* TRAVAIL DEMANDÉ 1 *
Recopiez à l'identique, dans le texte sur la sociologie du travail, tout ce qui va de « Toutefois, si le » jusqu'à « espace plus larges. ».

··· TEXTE DU DOCUMENT ···

Toutefois, si le cadre intellectuel de la sociologie française du travail a été adopté ailleurs dans le monde (principalement dans l'espace latin : Italie, Espagne, Amérique latine), il n'a pas un caractère universel. Ainsi, on trouve en ses lieu et place dans les pays anglo-saxons une « sociologie industrielle » (industrialsociology), et cette nuance n'est pas sans importance. Au-delà de la « sociologie du travail » stricto sensu, il convient donc de s'interroger sur le traitement sociologique de la question du travail, ce qui nécessite de couvrir un temps et un espace plus larges.
De la question sociale à l'organisation scientifique du travail
La question du travail et la genèse de la pensée sociologique
La sociologie s'est toujours préoccupée de la question du travail. La mutation profonde, au xixe siècle, des formes techniques et du statut social du travail participe à la genèse même de la sociologie, en rupture avec l'économie politique. Au xviiie siècle, les penseurs du progrès, philosophes et économistes, étaient convaincus que la libéralisation des échanges et la suppression du despotisme suffiraient à garantir la prospérité publique et l'ordre social. Dès le début du xixe siècle, cette pensée libérale fut mise à l'épreuve de la révolution industrielle, qui générait de nouvelles classes pauvres urbaines, perçues comme mettant en péril l'équilibre général de la société. Pour nombre de penseurs sociaux de la première moitié du xixe siècle, l'économie politique se révélait donc incapable de réaliser ses promesses. Les auteurs contre-révolutionnaires furent les premiers à tenir un tel discours ; au rationalisme individualiste du xviiie siècle, ils opposèrent une conception de la société comme un être en propre, un corps organique, dont il fallait connaître les lois, sous peine de voir la terreur révolutionnaire faire retour. De Comte à Durkheim, en passant par l'organicisme social, la sociologie naissante doit beaucoup à cette pensée contre-révolutionnaire, qui rendait possible une science holiste du social.

··· ENTRÉES DU CORPUS ···

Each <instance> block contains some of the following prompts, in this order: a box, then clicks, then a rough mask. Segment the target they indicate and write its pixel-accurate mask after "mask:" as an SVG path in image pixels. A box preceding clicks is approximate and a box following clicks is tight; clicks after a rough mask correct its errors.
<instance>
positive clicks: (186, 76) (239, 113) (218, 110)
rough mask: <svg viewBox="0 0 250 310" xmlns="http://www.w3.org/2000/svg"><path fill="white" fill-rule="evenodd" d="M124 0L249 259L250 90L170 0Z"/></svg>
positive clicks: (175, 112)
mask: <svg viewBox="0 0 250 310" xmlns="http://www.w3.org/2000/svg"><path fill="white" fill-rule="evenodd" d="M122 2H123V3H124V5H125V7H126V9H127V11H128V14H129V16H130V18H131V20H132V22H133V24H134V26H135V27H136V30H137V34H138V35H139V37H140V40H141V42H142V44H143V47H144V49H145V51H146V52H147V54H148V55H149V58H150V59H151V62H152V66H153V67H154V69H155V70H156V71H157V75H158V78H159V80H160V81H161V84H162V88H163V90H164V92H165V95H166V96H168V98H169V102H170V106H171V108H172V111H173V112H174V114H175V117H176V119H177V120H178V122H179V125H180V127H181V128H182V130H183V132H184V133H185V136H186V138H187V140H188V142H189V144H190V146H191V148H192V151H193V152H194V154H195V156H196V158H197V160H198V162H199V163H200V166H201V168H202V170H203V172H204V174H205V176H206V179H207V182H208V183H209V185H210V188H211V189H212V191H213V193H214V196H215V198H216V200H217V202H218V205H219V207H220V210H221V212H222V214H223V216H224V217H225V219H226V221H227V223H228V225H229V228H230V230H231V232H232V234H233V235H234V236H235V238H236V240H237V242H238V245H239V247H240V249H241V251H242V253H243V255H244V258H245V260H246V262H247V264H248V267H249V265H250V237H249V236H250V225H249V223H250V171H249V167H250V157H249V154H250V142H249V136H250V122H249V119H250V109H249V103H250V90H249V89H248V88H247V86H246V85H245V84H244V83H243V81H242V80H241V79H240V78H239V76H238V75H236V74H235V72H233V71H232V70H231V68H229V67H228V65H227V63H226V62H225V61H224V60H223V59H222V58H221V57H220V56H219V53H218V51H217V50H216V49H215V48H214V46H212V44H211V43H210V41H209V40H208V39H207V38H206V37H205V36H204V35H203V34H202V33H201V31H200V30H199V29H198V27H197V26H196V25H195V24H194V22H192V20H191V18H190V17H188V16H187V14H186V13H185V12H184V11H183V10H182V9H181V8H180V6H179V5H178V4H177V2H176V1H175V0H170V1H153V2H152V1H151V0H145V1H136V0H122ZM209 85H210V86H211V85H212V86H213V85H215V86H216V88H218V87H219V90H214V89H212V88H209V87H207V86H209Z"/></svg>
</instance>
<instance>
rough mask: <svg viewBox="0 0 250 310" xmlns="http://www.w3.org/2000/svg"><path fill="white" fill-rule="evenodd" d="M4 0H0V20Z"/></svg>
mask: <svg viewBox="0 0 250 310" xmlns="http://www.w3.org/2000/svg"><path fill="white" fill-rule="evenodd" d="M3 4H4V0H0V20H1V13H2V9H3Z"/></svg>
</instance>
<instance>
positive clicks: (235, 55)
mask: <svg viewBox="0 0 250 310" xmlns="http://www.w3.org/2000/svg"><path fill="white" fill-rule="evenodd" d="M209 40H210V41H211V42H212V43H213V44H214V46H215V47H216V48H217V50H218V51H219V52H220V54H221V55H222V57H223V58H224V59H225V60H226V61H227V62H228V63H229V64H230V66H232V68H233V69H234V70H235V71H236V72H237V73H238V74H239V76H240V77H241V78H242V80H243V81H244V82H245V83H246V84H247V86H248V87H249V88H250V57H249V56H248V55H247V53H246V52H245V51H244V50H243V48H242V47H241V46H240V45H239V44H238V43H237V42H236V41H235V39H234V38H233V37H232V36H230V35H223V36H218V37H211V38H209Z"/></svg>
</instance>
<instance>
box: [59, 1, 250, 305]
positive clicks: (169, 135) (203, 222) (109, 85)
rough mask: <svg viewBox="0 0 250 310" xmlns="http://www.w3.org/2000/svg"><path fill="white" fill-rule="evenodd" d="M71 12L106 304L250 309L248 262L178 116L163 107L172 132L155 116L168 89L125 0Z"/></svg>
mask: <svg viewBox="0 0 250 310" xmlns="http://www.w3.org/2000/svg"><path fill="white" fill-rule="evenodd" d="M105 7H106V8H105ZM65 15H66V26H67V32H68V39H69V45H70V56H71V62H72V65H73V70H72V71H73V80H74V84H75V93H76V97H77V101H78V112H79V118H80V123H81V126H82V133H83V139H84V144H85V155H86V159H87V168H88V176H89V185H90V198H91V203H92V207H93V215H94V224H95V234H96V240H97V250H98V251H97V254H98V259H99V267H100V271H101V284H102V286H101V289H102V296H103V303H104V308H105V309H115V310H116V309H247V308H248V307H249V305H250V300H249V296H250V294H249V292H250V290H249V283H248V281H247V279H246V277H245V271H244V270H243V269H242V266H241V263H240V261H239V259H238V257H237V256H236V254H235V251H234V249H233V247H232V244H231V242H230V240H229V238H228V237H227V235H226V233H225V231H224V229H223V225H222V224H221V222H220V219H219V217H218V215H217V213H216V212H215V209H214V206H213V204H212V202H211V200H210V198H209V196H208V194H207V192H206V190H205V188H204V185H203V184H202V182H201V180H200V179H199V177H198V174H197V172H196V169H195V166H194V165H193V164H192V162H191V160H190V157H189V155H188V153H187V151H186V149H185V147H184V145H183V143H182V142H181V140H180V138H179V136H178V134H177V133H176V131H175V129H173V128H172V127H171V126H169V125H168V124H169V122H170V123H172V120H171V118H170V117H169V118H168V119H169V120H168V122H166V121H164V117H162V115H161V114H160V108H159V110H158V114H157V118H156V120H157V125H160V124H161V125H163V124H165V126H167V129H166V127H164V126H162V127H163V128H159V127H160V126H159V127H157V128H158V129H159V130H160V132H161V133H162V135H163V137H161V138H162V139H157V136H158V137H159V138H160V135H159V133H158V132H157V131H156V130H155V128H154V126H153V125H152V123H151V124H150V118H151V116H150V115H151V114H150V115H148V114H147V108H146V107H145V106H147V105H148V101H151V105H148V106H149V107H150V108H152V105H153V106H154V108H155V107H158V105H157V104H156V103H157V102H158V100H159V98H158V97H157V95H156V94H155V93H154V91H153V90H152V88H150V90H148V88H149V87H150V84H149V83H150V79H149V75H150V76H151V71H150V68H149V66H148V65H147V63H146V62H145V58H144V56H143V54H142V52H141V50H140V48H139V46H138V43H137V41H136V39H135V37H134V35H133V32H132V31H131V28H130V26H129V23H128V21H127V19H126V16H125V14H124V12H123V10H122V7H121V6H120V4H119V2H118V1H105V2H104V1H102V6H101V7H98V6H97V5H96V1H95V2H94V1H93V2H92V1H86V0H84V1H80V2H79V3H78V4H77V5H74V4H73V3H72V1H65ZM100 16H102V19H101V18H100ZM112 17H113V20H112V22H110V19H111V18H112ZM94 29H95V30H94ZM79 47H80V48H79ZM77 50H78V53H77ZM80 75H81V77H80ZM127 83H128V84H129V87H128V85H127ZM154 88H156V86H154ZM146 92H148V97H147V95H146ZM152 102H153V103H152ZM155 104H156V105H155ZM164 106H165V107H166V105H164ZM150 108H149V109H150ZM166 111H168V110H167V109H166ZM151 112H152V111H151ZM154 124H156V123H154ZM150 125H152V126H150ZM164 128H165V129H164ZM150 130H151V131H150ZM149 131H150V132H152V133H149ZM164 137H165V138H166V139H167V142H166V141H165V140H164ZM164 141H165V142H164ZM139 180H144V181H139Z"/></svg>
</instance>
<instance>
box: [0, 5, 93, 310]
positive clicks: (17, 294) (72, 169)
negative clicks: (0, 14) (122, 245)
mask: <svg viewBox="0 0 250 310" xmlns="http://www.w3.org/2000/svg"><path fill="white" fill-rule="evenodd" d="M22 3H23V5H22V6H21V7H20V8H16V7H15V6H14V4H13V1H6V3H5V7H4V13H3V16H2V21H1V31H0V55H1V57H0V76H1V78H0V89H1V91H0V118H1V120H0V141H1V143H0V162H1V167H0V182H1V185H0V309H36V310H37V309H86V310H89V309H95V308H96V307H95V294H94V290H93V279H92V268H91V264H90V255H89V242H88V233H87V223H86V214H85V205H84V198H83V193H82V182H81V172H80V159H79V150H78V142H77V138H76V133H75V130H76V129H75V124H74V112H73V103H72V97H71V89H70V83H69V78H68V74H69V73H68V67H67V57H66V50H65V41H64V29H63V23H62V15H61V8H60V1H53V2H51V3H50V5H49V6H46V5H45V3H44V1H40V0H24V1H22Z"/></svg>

···

* TRAVAIL DEMANDÉ 2 *
Extrayez des enregistrements chaque ligne où figure le mot « positive », en tenant compte de la casse.

* RÉPONSE 1 *
Toutefois, si le cadre intellectuel de la sociologie française du travail a été adopté ailleurs dans le monde (principalement dans l'espace latin : Italie, Espagne, Amérique latine), il n'a pas un caractère universel. Ainsi, on trouve en ses lieu et place dans les pays anglo-saxons une « sociologie industrielle » (industrialsociology), et cette nuance n'est pas sans importance. Au-delà de la « sociologie du travail » stricto sensu, il convient donc de s'interroger sur le traitement sociologique de la question du travail, ce qui nécessite de couvrir un temps et un espace plus larges.

* RÉPONSE 2 *
positive clicks: (186, 76) (239, 113) (218, 110)
positive clicks: (175, 112)
positive clicks: (235, 55)
positive clicks: (169, 135) (203, 222) (109, 85)
positive clicks: (17, 294) (72, 169)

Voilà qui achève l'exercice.